┌────────

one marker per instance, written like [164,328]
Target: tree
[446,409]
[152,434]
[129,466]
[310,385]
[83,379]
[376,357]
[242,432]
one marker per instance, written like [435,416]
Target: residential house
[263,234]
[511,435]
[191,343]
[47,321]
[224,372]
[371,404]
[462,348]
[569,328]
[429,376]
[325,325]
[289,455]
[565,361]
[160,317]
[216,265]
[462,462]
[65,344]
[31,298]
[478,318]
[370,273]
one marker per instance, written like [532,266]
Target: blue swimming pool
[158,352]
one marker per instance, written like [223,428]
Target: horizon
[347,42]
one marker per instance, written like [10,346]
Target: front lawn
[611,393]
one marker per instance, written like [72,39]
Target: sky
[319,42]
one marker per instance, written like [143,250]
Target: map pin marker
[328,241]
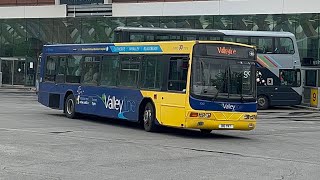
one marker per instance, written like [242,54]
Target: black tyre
[263,102]
[69,107]
[205,131]
[149,118]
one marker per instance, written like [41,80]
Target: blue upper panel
[98,48]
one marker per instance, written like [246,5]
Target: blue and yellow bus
[204,85]
[278,59]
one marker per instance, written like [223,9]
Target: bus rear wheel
[69,107]
[263,102]
[149,118]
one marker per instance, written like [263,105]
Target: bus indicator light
[194,114]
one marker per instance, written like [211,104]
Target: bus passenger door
[173,100]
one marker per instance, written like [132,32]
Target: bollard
[0,79]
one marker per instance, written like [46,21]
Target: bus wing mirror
[59,78]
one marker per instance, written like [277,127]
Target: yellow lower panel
[220,125]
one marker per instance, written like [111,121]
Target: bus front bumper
[220,125]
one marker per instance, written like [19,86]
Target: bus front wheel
[263,102]
[149,118]
[69,107]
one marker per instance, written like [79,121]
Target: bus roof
[131,47]
[208,31]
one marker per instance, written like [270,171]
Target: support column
[107,1]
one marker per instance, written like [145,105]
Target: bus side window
[74,69]
[129,70]
[263,44]
[91,67]
[135,37]
[284,46]
[178,72]
[50,71]
[151,72]
[109,70]
[61,70]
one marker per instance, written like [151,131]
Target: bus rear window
[290,77]
[283,46]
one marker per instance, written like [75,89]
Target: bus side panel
[109,102]
[170,107]
[173,109]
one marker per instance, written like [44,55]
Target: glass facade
[22,39]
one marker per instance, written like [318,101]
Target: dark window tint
[74,69]
[290,77]
[151,72]
[91,67]
[283,46]
[129,71]
[178,71]
[263,44]
[50,71]
[61,69]
[109,70]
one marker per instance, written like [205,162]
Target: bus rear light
[251,125]
[194,114]
[205,115]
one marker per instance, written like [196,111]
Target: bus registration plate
[226,126]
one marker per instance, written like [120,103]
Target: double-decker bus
[279,67]
[188,84]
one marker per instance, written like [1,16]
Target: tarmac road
[40,143]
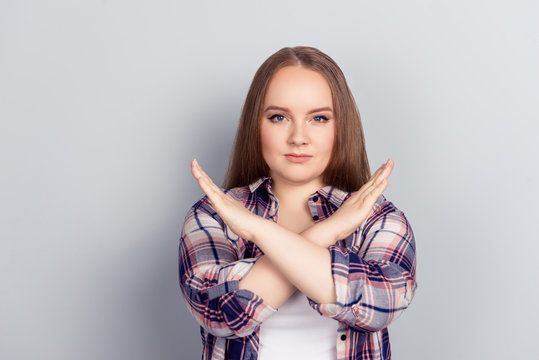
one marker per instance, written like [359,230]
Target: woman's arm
[209,273]
[304,260]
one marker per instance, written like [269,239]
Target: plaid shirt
[373,270]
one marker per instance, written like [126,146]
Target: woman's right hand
[358,206]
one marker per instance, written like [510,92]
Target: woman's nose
[298,134]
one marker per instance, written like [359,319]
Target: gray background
[104,103]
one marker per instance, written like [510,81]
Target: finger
[381,173]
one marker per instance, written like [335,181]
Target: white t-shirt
[296,331]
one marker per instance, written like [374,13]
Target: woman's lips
[297,158]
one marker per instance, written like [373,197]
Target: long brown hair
[348,168]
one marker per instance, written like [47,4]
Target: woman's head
[348,167]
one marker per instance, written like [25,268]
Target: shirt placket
[315,204]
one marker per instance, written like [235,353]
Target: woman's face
[298,126]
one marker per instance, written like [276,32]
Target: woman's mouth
[297,158]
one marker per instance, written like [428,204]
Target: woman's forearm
[265,280]
[304,263]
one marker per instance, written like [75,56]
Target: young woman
[301,256]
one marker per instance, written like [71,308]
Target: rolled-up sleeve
[209,273]
[375,283]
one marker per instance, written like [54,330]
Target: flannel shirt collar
[334,195]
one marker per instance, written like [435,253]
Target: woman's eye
[320,118]
[277,118]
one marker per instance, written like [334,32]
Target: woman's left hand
[240,220]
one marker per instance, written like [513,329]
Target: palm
[233,213]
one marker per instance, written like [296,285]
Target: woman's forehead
[298,87]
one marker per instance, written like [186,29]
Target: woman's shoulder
[383,208]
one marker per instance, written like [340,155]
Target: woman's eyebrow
[279,108]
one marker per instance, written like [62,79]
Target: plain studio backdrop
[104,103]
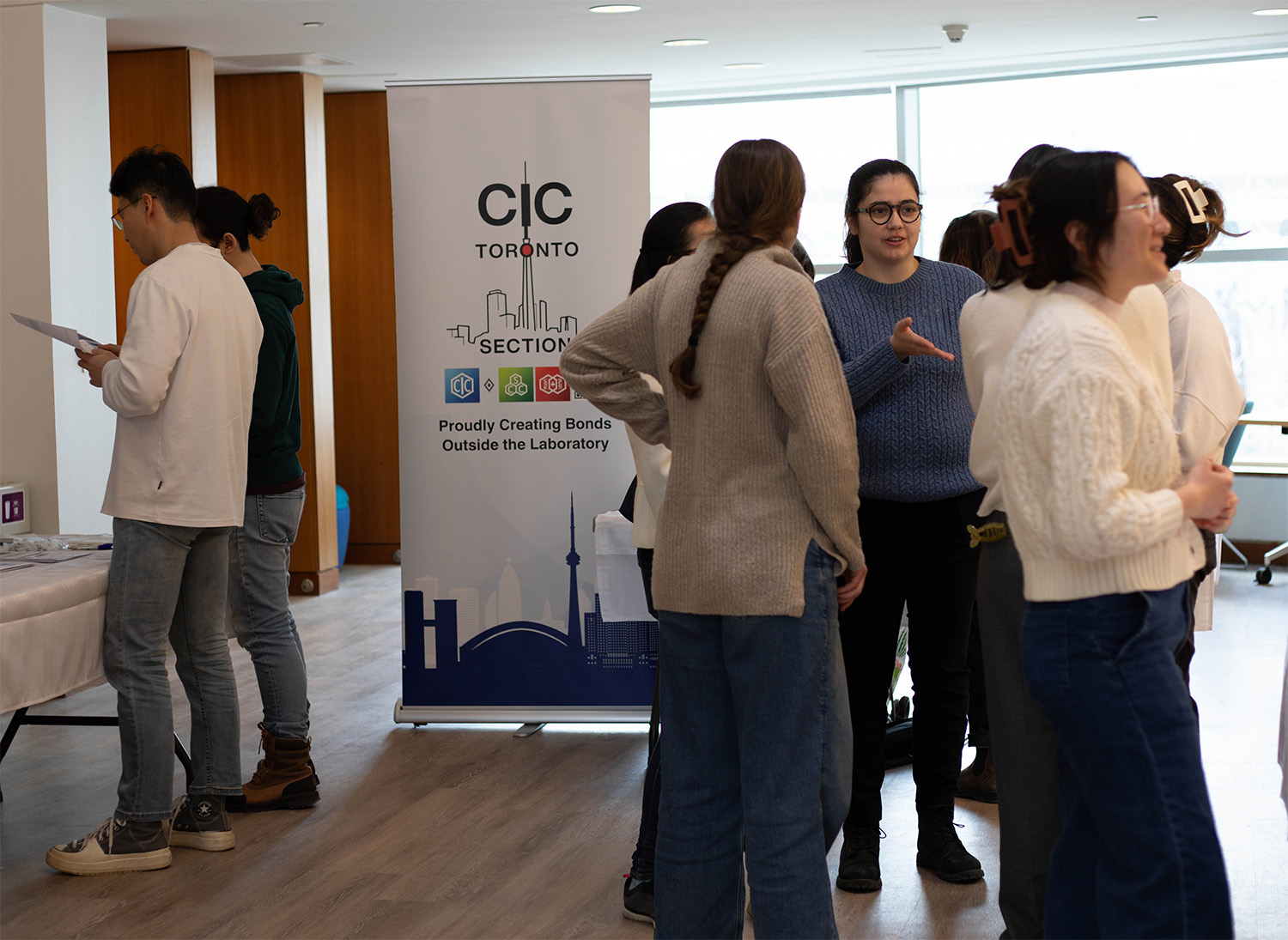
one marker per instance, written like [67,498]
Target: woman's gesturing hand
[906,343]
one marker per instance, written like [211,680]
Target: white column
[56,260]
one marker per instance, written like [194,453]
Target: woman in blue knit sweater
[894,319]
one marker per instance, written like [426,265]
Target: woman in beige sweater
[759,519]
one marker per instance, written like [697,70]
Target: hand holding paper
[94,362]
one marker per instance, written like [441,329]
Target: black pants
[646,844]
[917,553]
[979,734]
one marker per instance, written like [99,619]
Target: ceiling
[805,45]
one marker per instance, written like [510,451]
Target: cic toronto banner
[518,209]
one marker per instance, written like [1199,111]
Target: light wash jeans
[170,581]
[747,708]
[1139,854]
[259,555]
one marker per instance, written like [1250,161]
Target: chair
[1226,460]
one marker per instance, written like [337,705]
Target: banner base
[513,715]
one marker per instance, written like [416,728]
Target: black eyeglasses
[880,213]
[116,221]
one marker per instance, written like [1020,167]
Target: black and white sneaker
[638,901]
[200,822]
[118,845]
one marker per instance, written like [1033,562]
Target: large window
[1218,123]
[831,136]
[1207,121]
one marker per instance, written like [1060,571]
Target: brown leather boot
[285,778]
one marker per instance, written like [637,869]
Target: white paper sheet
[64,334]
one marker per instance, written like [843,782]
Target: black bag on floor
[898,744]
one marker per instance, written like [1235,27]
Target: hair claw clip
[1010,232]
[1195,200]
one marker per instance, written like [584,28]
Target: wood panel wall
[270,139]
[363,329]
[159,98]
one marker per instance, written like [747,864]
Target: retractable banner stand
[518,209]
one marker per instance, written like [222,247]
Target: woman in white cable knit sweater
[1105,528]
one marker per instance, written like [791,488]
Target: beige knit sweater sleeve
[605,362]
[804,373]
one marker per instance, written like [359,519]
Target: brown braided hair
[760,187]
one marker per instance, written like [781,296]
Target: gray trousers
[1024,746]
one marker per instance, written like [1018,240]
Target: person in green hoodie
[259,551]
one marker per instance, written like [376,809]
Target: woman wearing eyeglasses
[894,319]
[1207,397]
[1107,537]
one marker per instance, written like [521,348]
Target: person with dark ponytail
[1105,528]
[1023,746]
[1207,396]
[259,551]
[760,518]
[914,419]
[674,232]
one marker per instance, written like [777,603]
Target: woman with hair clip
[674,232]
[968,241]
[757,523]
[1207,396]
[1107,536]
[1023,747]
[914,419]
[259,551]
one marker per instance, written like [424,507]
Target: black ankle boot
[860,860]
[939,849]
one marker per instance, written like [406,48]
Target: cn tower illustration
[522,661]
[532,314]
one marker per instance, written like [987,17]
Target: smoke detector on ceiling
[955,31]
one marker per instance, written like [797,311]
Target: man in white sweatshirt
[180,384]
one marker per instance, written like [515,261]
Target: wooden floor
[468,832]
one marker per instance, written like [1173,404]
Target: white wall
[56,260]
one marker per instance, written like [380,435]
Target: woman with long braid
[760,518]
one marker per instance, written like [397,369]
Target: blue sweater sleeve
[871,370]
[914,417]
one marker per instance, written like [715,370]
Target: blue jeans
[1139,855]
[746,708]
[259,555]
[170,581]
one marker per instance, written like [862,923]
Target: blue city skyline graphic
[522,662]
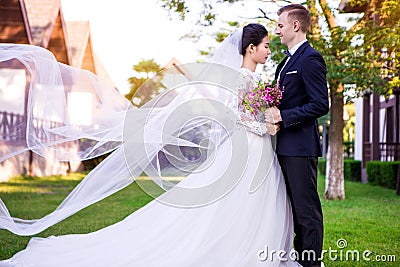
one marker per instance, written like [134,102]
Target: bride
[231,209]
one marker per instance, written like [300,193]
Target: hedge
[352,169]
[383,173]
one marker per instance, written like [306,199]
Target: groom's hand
[272,129]
[272,115]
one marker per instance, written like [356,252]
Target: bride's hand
[272,129]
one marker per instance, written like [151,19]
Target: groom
[302,74]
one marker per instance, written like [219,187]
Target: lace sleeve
[252,122]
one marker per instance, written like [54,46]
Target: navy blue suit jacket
[304,100]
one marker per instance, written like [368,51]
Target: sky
[124,32]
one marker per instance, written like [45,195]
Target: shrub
[352,169]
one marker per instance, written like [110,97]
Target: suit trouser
[301,184]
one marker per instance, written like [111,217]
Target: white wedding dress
[231,209]
[245,227]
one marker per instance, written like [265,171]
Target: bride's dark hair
[253,33]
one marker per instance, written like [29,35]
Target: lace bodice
[253,123]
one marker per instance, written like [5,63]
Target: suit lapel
[293,59]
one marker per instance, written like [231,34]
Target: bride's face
[262,51]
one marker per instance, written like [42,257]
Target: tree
[143,67]
[353,56]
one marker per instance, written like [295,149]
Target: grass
[369,218]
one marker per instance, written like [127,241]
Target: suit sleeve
[314,77]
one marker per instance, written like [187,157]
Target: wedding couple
[246,225]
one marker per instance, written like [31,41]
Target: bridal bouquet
[264,95]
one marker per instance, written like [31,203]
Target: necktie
[286,52]
[289,55]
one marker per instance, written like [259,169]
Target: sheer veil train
[230,210]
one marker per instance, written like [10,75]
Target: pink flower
[262,96]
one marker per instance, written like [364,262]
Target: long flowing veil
[177,121]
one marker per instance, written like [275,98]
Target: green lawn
[369,218]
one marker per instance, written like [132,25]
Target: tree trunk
[334,187]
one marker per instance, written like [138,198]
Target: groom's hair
[298,12]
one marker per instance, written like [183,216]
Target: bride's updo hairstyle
[253,33]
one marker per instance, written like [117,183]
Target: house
[40,23]
[377,129]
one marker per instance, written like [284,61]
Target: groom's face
[285,29]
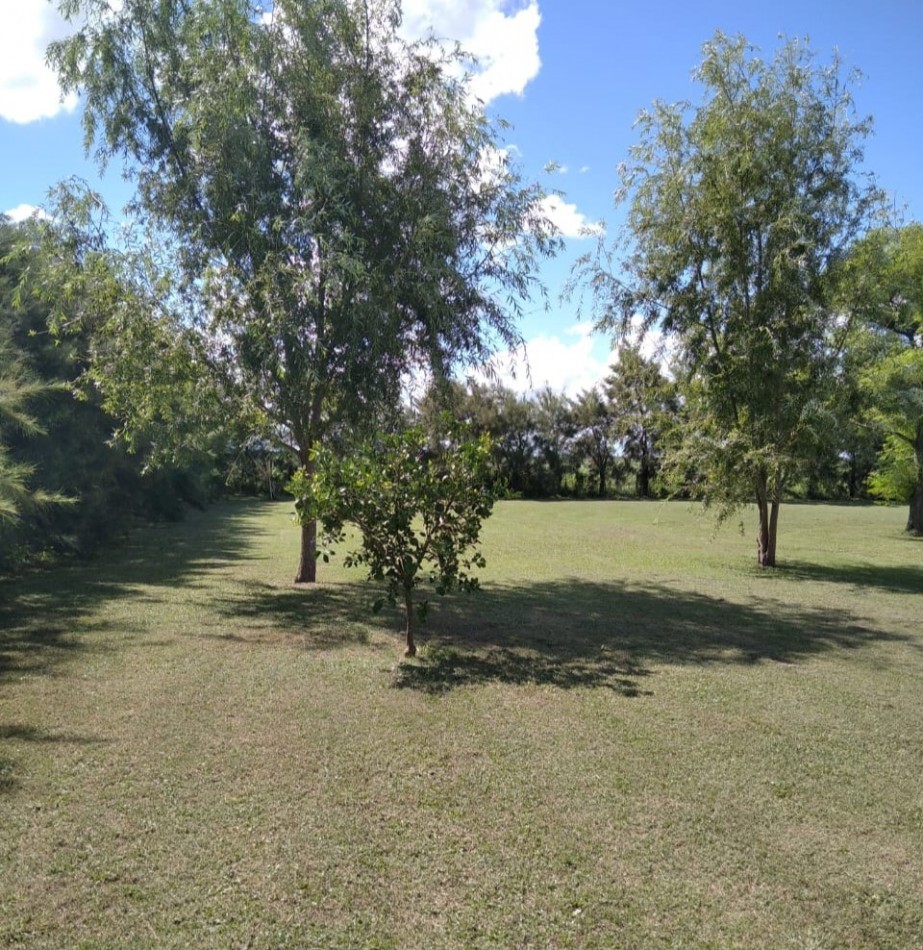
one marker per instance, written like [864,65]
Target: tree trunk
[307,563]
[411,622]
[769,526]
[915,517]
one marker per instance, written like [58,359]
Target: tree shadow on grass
[318,617]
[40,610]
[578,633]
[897,579]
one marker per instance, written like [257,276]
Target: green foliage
[342,193]
[644,405]
[897,476]
[738,213]
[418,511]
[66,317]
[885,274]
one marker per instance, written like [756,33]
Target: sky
[570,76]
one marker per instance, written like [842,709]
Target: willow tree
[738,211]
[340,196]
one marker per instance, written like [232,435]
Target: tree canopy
[341,199]
[739,211]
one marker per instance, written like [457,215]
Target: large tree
[339,195]
[738,211]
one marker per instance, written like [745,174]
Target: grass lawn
[632,737]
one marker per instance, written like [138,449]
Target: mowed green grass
[632,737]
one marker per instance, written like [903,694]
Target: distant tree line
[323,211]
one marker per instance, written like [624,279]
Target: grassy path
[632,737]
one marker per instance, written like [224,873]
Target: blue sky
[571,78]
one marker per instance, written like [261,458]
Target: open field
[631,738]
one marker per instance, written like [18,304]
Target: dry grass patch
[630,738]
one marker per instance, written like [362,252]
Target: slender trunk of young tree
[307,562]
[411,617]
[915,517]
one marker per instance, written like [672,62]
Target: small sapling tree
[418,511]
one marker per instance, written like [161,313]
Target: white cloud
[562,365]
[568,220]
[21,212]
[501,34]
[28,88]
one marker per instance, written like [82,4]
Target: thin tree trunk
[307,563]
[411,622]
[915,517]
[769,524]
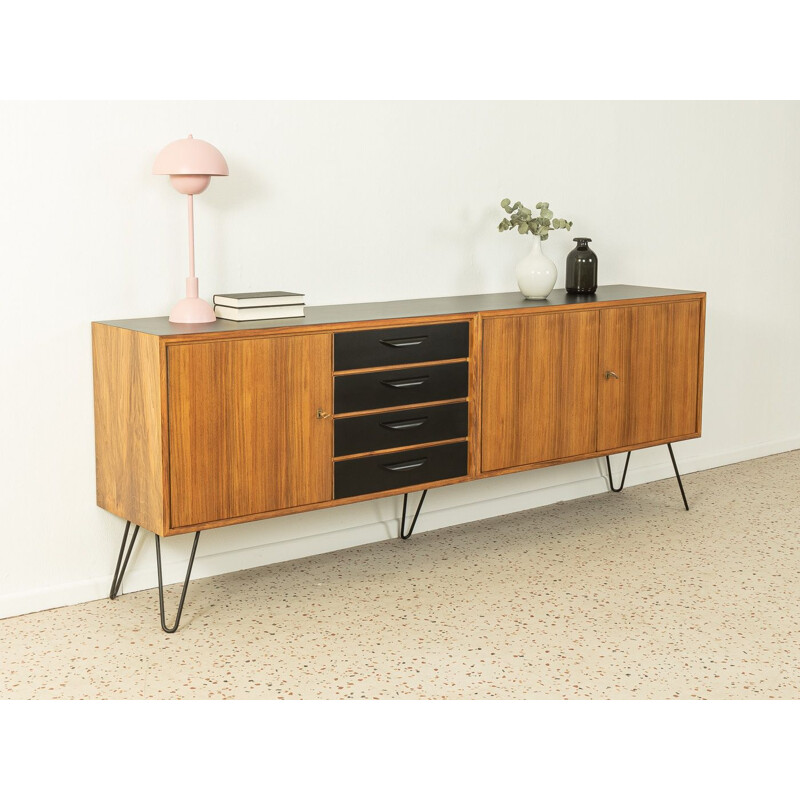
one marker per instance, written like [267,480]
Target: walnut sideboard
[202,426]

└────────

EXERCISE GOAL -> Reproduce verbatim the stretch of lines from the one containing "one marker per instance, written like [232,435]" through the last line of the records, both included. Omit the pictures from your answer.

EXERCISE ANSWER ->
one marker per instance, written like [232,435]
Target: tree canopy
[341,199]
[739,211]
one marker per instance, written like [457,215]
Target: large tree
[339,195]
[738,211]
one marker per instance, written like [745,174]
Target: grass lawn
[632,737]
one marker per instance, written like [138,449]
Target: mowed green grass
[632,737]
one marker per instance, written like [903,694]
Target: distant tree line
[323,211]
one marker per instance, written like [624,279]
Target: grassy path
[632,737]
one marker per instance, written like [224,873]
Target: blue sky
[571,78]
one marker per instance, written like [261,458]
Target: open field
[631,738]
one marker per instance, written like [18,304]
Target: dry grass patch
[630,738]
one marker per instance, written like [362,252]
Target: slender trunk of young tree
[307,562]
[411,617]
[915,517]
one marker per instance, written like [672,62]
Target: small sapling tree
[418,511]
one marker per instance, written like [161,313]
Target: white cloud
[562,365]
[568,220]
[21,212]
[501,34]
[28,88]
one marker per instance, written like [82,4]
Target: thin tree trunk
[307,563]
[411,622]
[915,517]
[769,524]
one marker per instance, written like [267,480]
Target: walnut sideboard
[202,426]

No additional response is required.